■ Task requirements
Can you copy out the data exactly? Leave the images out.

Data in this exercise Block Start

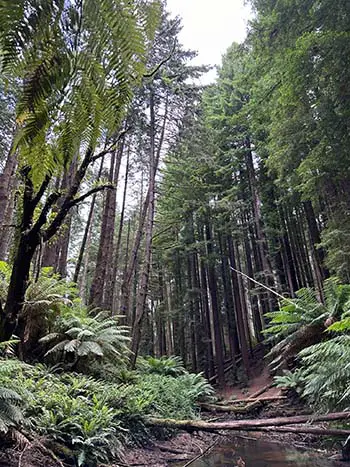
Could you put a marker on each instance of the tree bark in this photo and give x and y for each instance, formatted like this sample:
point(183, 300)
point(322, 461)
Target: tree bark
point(154, 162)
point(87, 229)
point(246, 425)
point(6, 179)
point(217, 320)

Data in this exercise Block End

■ Response box
Could you put a marker on each instance of the tree bark in this photo and give x and y for each instance, formatted like this sample:
point(183, 300)
point(322, 461)
Target: tree bark
point(154, 162)
point(87, 229)
point(246, 425)
point(6, 179)
point(217, 320)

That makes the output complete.